Please use --iformat1 --oformat2 rather than --format1 --oformat2.
The latter sets up input and output flags for format1, not all of which
are overridden in all cases by setting output format to format2.
----------------------------------------------------------------
RELEVANT TO CSV/CSV-LITE INPUT ONLY:
--implicit-csv-header Use 1,2,3,... as field labels, rather than from line 1
of input files. Tip: combine with "label" to recreate
missing headers.
--no-implicit-csv-header Do not use --implicit-csv-header. This is the default
anyway -- the main use is for the flags to 'mlr join' if you have
main file(s) which are headerless but you want to join in on
a file which does have a CSV header. Then you could use
'mlr --csv --implicit-csv-header join --no-implicit-csv-header
-l your-join-in-with-header.csv ... your-headerless.csv'
--allow-ragged-csv-input|--ragged If a data line has fewer fields than the header line,
fill remaining keys with empty string. If a data line has more
fields than the header line, use integer field labels as in
the implicit-header case.
--headerless-csv-output Print only CSV data lines.
-N Keystroke-saver for --implicit-csv-header --headerless-csv-output.
----------------------------------------------------------------
FORMAT-CONVERSION KEYSTROKE-SAVER OPTIONS:
As keystroke-savers for format-conversion you may use the following:
--c2t --c2d --c2n --c2j --c2x --c2p --c2m
--t2c --t2d --t2n --t2j --t2x --t2p --t2m
--d2c --d2t --d2n --d2j --d2x --d2p --d2m
--n2c --n2t --n2d --n2j --n2x --n2p --n2m
--j2c --j2t --j2d --j2n --j2x --j2p --j2m
--x2c --x2t --x2d --x2n --x2j --x2p --x2m
--p2c --p2t --p2d --p2n --p2j --p2x --p2m
The letters c t d n j x p m refer to formats CSV, TSV, DKVP, NIDX, JSON, XTAB,
PPRINT, and markdown, respectively. Note that markdown format is available for
output only.
----------------------------------------------------------------
COMPRESSED-DATA OPTIONS:
Decompression done within the Miller process itself:
--gzin Uncompress gzip within the Miller process. Done by default if file ends in ".gz".

**PROVIDED INFORMATION**

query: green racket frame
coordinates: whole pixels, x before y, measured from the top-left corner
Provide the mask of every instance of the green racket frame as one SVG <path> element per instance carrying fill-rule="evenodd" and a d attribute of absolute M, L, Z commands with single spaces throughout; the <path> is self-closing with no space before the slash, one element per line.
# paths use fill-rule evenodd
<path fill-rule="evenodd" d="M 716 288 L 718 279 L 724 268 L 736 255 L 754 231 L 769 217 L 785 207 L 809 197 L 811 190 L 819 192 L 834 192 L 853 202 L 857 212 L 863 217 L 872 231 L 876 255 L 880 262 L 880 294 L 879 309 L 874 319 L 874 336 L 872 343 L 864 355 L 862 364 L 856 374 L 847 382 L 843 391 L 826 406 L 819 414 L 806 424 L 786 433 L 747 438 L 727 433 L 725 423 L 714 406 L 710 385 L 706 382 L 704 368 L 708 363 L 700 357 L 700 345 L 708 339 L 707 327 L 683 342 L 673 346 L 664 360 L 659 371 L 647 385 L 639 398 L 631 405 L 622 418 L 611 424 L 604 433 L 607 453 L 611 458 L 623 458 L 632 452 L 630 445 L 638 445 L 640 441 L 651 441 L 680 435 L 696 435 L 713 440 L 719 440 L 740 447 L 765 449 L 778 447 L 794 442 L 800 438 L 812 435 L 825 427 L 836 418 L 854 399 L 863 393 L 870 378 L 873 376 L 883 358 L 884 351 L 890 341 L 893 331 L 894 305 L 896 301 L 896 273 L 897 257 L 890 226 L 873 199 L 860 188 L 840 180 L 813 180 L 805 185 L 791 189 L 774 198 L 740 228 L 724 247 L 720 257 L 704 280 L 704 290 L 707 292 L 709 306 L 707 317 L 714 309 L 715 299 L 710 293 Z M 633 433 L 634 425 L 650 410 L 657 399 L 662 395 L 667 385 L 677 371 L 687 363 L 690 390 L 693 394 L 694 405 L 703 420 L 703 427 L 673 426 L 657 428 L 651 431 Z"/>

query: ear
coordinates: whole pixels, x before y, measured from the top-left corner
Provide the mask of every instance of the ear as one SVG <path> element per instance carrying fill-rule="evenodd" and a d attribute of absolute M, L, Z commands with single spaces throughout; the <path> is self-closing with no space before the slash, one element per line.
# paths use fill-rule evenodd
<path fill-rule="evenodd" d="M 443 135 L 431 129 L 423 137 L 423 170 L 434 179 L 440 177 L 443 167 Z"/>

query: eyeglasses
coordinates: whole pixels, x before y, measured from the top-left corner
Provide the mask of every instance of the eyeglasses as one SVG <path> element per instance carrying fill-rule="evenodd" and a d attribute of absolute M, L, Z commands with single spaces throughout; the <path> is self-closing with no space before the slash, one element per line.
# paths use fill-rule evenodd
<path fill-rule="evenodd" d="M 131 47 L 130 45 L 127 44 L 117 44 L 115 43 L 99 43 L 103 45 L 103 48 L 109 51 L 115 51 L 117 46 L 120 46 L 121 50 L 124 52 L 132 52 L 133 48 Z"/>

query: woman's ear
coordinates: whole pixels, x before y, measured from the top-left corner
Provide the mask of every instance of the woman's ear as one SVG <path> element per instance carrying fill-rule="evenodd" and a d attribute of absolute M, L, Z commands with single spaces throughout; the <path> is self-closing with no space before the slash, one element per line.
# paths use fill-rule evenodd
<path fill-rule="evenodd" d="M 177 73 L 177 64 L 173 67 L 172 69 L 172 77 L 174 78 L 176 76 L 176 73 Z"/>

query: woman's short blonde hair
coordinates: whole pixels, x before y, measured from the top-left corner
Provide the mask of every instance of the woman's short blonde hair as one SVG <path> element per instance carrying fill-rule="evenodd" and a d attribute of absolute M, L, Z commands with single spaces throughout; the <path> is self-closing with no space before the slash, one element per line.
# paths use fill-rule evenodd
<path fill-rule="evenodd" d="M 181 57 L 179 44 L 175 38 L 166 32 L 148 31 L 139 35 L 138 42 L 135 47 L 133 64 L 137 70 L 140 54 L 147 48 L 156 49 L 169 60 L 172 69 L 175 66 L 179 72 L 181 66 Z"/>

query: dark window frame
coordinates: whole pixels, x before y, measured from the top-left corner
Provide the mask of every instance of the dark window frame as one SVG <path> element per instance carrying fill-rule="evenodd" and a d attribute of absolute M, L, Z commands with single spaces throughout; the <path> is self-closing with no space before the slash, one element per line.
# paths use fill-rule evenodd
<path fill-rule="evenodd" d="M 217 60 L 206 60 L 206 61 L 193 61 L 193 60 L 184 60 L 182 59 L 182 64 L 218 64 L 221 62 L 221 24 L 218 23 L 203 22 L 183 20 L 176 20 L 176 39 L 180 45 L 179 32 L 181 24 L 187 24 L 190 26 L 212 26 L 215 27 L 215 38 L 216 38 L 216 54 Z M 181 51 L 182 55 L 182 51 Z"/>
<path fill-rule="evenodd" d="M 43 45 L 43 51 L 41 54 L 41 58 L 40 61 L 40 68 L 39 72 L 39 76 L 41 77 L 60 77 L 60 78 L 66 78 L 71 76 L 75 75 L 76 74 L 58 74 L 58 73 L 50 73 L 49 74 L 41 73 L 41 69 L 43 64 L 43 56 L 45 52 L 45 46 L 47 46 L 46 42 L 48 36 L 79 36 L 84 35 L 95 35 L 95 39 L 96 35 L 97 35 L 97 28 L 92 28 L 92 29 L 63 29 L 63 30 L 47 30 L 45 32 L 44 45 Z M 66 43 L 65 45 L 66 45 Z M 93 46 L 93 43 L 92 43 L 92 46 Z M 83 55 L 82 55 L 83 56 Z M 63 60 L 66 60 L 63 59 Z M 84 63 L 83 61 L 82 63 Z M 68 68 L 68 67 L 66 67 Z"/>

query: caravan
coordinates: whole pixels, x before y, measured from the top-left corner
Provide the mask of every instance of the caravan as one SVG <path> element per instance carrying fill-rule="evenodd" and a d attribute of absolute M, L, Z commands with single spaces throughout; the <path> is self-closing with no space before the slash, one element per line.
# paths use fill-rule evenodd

**EXERCISE SET**
(A) List every option given under the heading "RELEVANT TO CSV/CSV-LITE INPUT ONLY:" in the Miller options text.
(B) Write the next part of the Miller options text, picking up after the line on --gzin.

**TASK RESPONSES**
(A)
--implicit-csv-header
--no-implicit-csv-header
--allow-ragged-csv-input|--ragged
--headerless-csv-output
-N

(B)
--bz2in Uncompress bz2ip within the Miller process. Done by default if file ends in ".bz2".
--zin Uncompress zlib within the Miller process. Done by default if file ends in ".z".
Decompression done outside the Miller processn --prepipe {command} You can, of course, already do without this for single input files,
e.g. "gunzip < myfile.csv.gz | mlr ...".
However, when multiple input files are present, between-file separations are
lost; also, the FILENAME variable doesn't iterate. Using --prepipe you can
specify an action to be taken on each input file. This prepipe command must
be able to read from standard input; it will be invoked with
{command} < {filename}.
--prepipex {command} Like --prepipe with one exception: doesn't insert '<' between
command and filename at runtime. Useful for some commands like 'unzip -qc' which don't
read standard input.
Examples:
mlr --prepipe 'gunzip'
mlr --prepipe 'zcat -cf'
mlr --prepipe 'xz -cd'
mlr --prepipe cat
Note that this feature is quite general and is not limited to decompression
utilities. You can use it to apply per-file filters of your choice.
For output compression (or other) utilities, simply pipe the output:
mlr ... | {your compression command}
Lastly, note that if --prepipe is specified, it replaces any decisions that might
have been made based on the file suffix. Also, --gzin/--bz2in/--zin are ignored
if --prepipe is also specified.
----------------------------------------------------------------
xxx mlr help comments-in-data
COMMENTS IN DATA:
--skip-comments Ignore commented lines (prefixed by "#")
within the input.
--skip-comments-with {string} Ignore commented lines within input, with
specified prefix.
--pass-comments Immediately print commented lines (prefixed by "#")
within the input.
--pass-comments-with {string} Immediately print commented lines within input, with
specified prefix.
Notes:
* Comments are only honored at the start of a line.
* In the absence of any of the above four options, comments are data like
any other text.
* When pass-comments is used, comment lines are written to standard output
immediately upon being read; they are not part of the record stream.
Results may be counterintuitive. A suggestion is to place comments at the
start of data files.
----------------------------------------------------------------
xxx mlr help other-options
OTHER OPTIONS:
--ofmt {format} E.g. %.18f, %.0f, %9.6e. Please use sprintf-style codes for
floating-point nummbers. If not specified, default formatting is used.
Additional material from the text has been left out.